'''

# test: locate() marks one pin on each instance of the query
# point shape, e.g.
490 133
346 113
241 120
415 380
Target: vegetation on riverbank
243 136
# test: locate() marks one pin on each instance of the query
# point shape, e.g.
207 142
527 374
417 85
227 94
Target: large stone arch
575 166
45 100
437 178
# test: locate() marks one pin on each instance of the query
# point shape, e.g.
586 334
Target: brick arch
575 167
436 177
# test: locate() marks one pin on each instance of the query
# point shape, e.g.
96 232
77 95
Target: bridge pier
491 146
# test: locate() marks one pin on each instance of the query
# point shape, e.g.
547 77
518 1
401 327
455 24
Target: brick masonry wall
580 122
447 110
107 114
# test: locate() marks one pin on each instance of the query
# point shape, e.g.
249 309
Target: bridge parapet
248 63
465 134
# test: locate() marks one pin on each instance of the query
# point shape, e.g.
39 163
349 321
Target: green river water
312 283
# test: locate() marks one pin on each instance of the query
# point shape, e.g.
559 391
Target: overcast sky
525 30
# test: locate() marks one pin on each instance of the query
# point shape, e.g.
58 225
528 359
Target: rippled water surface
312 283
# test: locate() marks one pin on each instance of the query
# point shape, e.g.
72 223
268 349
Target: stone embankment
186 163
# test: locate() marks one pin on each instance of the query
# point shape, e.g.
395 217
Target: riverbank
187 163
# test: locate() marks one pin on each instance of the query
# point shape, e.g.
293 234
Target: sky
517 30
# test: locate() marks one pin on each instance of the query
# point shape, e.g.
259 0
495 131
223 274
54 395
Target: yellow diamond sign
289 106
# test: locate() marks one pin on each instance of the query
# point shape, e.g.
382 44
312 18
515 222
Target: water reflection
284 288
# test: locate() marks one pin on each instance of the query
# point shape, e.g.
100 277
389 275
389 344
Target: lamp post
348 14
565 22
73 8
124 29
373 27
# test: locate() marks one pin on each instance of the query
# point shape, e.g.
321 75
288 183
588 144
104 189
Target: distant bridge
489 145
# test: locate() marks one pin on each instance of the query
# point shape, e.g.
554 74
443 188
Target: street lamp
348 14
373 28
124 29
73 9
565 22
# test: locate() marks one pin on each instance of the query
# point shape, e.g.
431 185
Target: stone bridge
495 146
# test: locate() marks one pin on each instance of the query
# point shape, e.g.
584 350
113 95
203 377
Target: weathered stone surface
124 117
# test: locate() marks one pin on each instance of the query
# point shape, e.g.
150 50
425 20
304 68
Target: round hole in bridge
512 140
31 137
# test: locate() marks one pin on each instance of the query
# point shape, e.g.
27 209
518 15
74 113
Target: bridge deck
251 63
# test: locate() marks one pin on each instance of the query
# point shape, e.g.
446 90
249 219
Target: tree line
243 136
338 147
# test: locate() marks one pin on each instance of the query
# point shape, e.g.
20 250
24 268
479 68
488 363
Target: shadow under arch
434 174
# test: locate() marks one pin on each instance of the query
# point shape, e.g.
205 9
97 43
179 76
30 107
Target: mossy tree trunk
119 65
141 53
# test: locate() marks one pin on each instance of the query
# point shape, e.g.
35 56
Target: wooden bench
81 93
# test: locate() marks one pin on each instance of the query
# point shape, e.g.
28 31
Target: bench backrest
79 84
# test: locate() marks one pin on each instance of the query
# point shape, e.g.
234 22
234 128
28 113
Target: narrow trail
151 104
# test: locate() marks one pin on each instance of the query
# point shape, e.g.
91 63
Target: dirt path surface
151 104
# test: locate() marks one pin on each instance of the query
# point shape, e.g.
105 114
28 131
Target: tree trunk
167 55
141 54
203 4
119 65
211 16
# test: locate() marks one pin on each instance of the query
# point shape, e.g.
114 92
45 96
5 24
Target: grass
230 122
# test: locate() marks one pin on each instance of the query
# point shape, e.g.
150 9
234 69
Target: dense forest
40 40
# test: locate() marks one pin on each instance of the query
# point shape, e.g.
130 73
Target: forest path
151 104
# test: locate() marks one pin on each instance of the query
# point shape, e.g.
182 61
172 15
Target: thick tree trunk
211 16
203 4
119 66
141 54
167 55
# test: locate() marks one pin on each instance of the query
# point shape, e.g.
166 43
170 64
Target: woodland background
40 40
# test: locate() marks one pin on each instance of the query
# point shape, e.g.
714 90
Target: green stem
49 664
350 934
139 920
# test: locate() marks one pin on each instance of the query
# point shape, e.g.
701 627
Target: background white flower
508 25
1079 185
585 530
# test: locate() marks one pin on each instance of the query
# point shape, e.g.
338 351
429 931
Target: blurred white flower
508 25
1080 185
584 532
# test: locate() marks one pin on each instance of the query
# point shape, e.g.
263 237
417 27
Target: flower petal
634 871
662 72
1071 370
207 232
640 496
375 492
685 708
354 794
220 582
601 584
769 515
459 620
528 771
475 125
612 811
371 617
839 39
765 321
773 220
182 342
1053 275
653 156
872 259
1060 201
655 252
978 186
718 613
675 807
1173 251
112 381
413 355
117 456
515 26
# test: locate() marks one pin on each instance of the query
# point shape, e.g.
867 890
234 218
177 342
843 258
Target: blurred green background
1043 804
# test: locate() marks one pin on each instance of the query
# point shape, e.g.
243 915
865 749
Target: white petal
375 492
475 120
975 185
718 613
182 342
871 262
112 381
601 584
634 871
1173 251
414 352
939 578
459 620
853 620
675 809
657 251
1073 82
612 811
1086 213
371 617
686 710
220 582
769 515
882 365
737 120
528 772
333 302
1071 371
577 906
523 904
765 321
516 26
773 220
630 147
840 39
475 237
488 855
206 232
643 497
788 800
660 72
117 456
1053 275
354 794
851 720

'''

*REQUIRED WORK*. Every entry above needs to be copied exactly.

*TASK OUTPUT*.
# test: locate() marks one pin on each instance of the query
# point shape, e.g.
490 133
346 113
241 120
415 380
Target: vegetation on riverbank
243 136
# test: locate() marks one pin on each instance of the query
# point shape, e.g.
207 142
527 374
417 85
227 94
Target: large stone arch
575 166
45 100
437 178
# test: locate() marks one pin on each instance of the query
# point shape, e.g.
586 334
Target: brick arch
575 167
436 177
# test: locate() marks one pin on each instance of the query
# point shape, e.g.
96 232
77 95
Target: bridge pier
491 146
# test: locate() marks one pin on each instance of the query
# point shape, e.g.
547 77
518 1
401 327
455 24
Target: brick masonry wall
580 122
447 110
107 114
# test: locate() marks one pin on each instance of the query
# point shape, e.g.
249 309
Target: bridge parapet
248 63
465 134
# test: locate() marks one pin on each instance of the query
# point shape, e.g.
39 163
349 321
Target: green river water
312 283
# test: locate() marks one pin on each instance of the query
# point shape, e.g.
559 391
Target: overcast sky
525 30
# test: locate() marks one pin on each instance of the query
# point shape, e.g.
58 225
528 359
Target: rippled water surface
312 283
# test: locate() marks one pin on each instance of the query
# point shape, e.g.
72 223
268 349
Target: stone embankment
186 163
# test: locate() marks one pin on each instance of the query
# point shape, e.g.
395 217
Target: riverbank
187 163
# test: locate() marks one pin on each instance of the query
# point shape, e.g.
293 234
Target: sky
517 30
# test: locate() marks one pin on each instance of the query
# point shape, e.g.
259 0
495 131
223 274
54 395
Target: yellow diamond sign
289 106
# test: locate() marks one pin on each instance of the query
# point shape, e.g.
382 44
312 18
515 222
Target: water reflection
284 288
# test: locate() marks one pin on each instance of the query
# point shape, e.g.
100 277
389 275
389 344
Target: lamp post
348 14
565 22
73 8
124 29
373 27
# test: locate() marks one pin on each instance of the query
# point shape, e.g.
321 75
288 183
588 144
104 189
Target: distant bridge
489 145
# test: locate() marks one pin on each instance of the query
# point shape, e.g.
554 74
443 188
Target: street lamp
348 14
373 28
124 29
73 9
565 22
# test: locate() marks one pin on each instance of the query
# point shape, e.g.
431 185
Target: stone bridge
495 146
# test: locate() marks one pin on each instance of the query
# point shape, e.g.
584 350
113 95
203 377
Target: weathered stone surface
124 117
# test: locate() marks one pin on each instance of the query
# point shape, e.g.
150 50
425 20
304 68
Target: round hole in bridge
512 140
31 137
# test: locate() marks one pin on each instance of the query
# point shape, e.g.
27 209
518 15
74 113
Target: bridge deck
251 63
# test: locate() marks one pin on each instance of the query
# point shape, e.g.
446 90
249 219
Target: tree line
243 136
338 147
# test: locate() marks one pin on each instance of the query
# point shape, e.g.
20 250
24 268
479 68
488 363
Target: shadow under arch
434 174
# test: locate() marks one pin on each instance of the query
# point shape, e.g.
205 9
97 43
179 76
30 107
Target: mossy tree trunk
119 65
141 53
# test: locate() marks one pin on each instance of the query
# point shape, e.g.
35 56
Target: wooden bench
81 93
# test: locate() marks one pin on each instance of the query
# point shape, e.g.
28 31
Target: bench backrest
79 84
# test: locate() marks one pin on each instance of the query
# point shape, e.g.
234 22
234 128
28 113
Target: narrow trail
151 104
# test: locate() marks one pin on each instance of the query
# point shape, e.g.
91 63
Target: dirt path surface
151 104
# test: locate() marks one pin on each instance of the query
# point shape, e.g.
105 114
28 131
Target: tree trunk
167 55
141 54
203 4
119 65
211 16
# test: locate() marks one pin on each instance of the query
# point shape, e.g.
114 92
45 96
5 24
Target: grass
230 122
# test: locate() marks one pin on each instance of the query
# point shape, e.g.
150 9
234 69
Target: dense forest
40 40
# test: locate() marks one pin on each instance of the query
# point shape, e.g.
130 73
Target: forest path
151 104
# test: locate() marks one pin on each instance of the query
# point shape, e.g.
182 61
172 15
Target: thick tree trunk
211 16
203 4
119 66
141 54
167 55
# test: locate() marks one pin on each instance of the query
# point shape, e.g.
166 43
170 64
Target: woodland background
40 40
# test: locate() marks one pin on each instance of the query
# point shape, e.g.
714 90
Target: green stem
49 664
350 934
139 920
# test: locate() marks one pin on each instance of the query
# point shape, e.g.
701 627
Target: background white flower
508 25
1079 185
585 530
# test: locate() marks one pin on each instance of the query
# point shape, e.g.
338 351
429 931
Target: blurred white flower
508 25
1080 185
584 532
# test: locate() marks one pin on each instance of the query
# point shape, e.g.
263 237
417 27
Target: flower petal
634 871
662 72
1071 370
207 232
640 496
375 492
685 708
354 794
220 582
601 584
769 515
459 620
528 771
475 125
612 811
371 617
839 39
765 321
773 220
182 342
1053 275
653 156
872 259
1060 201
655 252
978 186
718 613
675 807
1173 251
112 381
413 355
117 456
515 26
# test: locate() marks one pin on each instance of the query
# point shape, e.g.
867 890
234 218
177 342
843 258
Target: blurred green background
1043 804
# test: locate() marks one pin on each instance of the query
# point shape, e.g.
243 915
865 749
Target: white petal
375 492
475 120
975 185
718 613
182 342
871 262
112 381
601 584
634 871
1173 251
414 352
939 578
459 620
853 620
675 809
657 251
1073 82
612 811
1086 213
371 617
686 710
220 582
769 515
882 365
737 120
528 772
333 302
1071 371
577 906
523 904
765 321
516 26
773 220
630 147
840 39
475 237
488 855
206 232
643 497
788 800
660 72
117 456
1053 275
354 794
851 720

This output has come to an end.